▶ _Activity A_:
Check the commentary on Reckitt and L'Oreal shares below against these statements: (i) L'Oreal delivered double-digit EPS growth for 17 consecutive years; (ii) L'Oreal reported a loss during the last bear market; (iii) Reckitt's chief executive targeted growth of 6 to 7 per cent. Answer yes or no for each, quoting the words of the commentary that decide it.
▶ _Activity B_:
In the commentary on Reckitt and L'Oreal shares below, rewrite the part that opens with the words containing "But the things" and closes with "to its shareholders.", replacing "generous" with "sizable".

▶ _Text for analysis_:
== Segment start ==
This year, the strategy has paid off again and Reckitt released its best results this decade. However chief executive Bart Brecht cautioned that earnings growth should be closer to its historic average in 2008, and targeted growth of 6 to 7 per cent. Most analysts nonetheless remained bullish on the share and gave credit to the management for setting conservative yet achievable goals. And arguably, growth remains healthy enough compared with the rest of the sector. But whether or not this will prove sufficient to justify the share's bumper rating is another matter. Indeed, Reckitt's shares look very vulnerable to any trading disappointments.

Bear markets can be treacherous for the best performers in the household products and personal care sector as L'Oreal's misfortunes during the last bear market illustrate. Back in 2000, investors flocked to this manufacturer of shampoos and lipsticks which was then considered one of the most defensive investment stories among European large caps. The group had earned its reputation as a safe-haven investment by delivering double-digit EPS growth for 17 consecutive years. And although a tiny minority of analysts questioned L'Oreal's ability to maintain this growth rate, the vast majority remained bullish, placing a high degree of confidence in the management flawless track record. And analysts were finding growth drivers for the French company, notably through its expansion in emerging markets, to justify a multiple well above the historic average for the sector, .

But the things went horribly wrong for the shares' backers when EPS growth modestly decelerated,. L'Oreal became one of the worst performers of the CAC40 for almost three consecutive years, despite the group never reporting a loss and continuing to pay a generous dividend to its shareholders.

Of course, two investment stories never unfold in the same way, and Reckitt's fantastic run may well continue. The group is successfully diversifying into over-the-counter medicines which should help boost EPS growth. But this expansion will need to deliver to make sure that the shares hold on to the gains of the past eight years and they do not disappear with a bang.
== Segment end ==
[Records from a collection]
== Segment start ==
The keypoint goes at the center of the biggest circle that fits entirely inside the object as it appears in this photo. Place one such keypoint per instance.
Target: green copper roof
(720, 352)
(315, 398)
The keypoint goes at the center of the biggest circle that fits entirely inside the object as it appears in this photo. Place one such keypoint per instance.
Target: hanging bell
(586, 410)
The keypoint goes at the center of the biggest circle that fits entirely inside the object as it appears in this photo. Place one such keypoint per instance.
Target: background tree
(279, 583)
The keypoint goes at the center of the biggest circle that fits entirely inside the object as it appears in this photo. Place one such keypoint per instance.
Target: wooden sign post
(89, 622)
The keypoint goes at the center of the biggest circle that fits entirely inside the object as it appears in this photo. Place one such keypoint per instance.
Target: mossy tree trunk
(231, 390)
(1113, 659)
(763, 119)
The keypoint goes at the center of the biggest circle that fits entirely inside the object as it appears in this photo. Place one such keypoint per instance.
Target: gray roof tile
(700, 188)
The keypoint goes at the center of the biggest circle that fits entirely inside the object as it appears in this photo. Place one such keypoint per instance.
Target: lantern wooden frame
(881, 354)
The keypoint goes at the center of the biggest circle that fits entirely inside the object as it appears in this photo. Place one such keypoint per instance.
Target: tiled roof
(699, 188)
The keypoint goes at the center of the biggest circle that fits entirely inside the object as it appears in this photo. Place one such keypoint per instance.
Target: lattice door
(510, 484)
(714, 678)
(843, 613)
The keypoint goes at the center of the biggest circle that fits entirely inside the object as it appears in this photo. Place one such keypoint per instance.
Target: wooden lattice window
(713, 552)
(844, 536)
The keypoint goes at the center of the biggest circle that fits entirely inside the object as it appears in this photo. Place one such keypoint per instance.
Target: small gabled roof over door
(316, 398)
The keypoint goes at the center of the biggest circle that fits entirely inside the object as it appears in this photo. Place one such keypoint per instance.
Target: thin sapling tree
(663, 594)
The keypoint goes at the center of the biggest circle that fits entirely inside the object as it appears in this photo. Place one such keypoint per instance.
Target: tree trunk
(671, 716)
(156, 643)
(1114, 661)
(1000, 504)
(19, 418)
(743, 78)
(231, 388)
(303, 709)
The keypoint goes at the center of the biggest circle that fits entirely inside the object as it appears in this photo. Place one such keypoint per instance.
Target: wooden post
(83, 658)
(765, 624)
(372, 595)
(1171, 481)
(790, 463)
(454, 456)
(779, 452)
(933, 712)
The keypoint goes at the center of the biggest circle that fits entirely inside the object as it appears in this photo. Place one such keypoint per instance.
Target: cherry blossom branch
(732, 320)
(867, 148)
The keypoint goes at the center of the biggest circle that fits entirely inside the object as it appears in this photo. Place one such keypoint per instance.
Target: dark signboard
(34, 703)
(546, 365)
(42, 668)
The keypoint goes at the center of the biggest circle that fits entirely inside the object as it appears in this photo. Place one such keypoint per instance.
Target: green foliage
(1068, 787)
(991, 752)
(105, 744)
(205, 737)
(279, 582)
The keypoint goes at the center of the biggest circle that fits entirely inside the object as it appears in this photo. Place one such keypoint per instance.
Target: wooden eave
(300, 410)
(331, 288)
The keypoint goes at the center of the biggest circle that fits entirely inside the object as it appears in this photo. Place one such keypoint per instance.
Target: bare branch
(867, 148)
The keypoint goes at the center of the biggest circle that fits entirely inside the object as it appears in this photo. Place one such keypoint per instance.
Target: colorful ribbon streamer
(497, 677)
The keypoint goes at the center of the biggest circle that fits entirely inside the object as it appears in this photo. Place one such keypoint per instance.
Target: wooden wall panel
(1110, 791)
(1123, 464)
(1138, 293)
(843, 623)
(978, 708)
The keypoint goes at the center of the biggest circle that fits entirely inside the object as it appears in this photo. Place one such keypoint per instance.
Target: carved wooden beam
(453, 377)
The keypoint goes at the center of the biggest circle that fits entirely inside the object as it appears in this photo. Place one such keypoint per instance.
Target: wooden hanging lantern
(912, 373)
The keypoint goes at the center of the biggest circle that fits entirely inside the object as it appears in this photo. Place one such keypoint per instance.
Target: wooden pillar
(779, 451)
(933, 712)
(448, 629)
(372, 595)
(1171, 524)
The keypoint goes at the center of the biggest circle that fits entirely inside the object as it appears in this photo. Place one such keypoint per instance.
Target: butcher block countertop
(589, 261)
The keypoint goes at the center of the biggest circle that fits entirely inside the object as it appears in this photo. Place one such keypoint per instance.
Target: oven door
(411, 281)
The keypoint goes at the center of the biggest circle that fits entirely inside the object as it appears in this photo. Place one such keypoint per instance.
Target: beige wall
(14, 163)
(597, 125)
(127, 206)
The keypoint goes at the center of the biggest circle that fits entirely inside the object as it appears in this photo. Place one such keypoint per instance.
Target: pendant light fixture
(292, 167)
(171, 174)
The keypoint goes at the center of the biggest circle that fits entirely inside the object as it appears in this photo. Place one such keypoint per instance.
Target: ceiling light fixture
== Segment end ==
▶ _Expected answer A_:
(i) Yes: "delivering double-digit EPS growth for 17 consecutive years"
(ii) No: "despite the group never reporting a loss"
(iii) Yes: "targeted growth of 6 to 7 per cent"

▶ _Expected answer B_:
But the things went horribly wrong for the shares' backers when EPS growth modestly decelerated,. L'Oreal became one of the worst performers of the CAC40 for almost three consecutive years, despite the group never reporting a loss and continuing to pay a sizable dividend to its shareholders.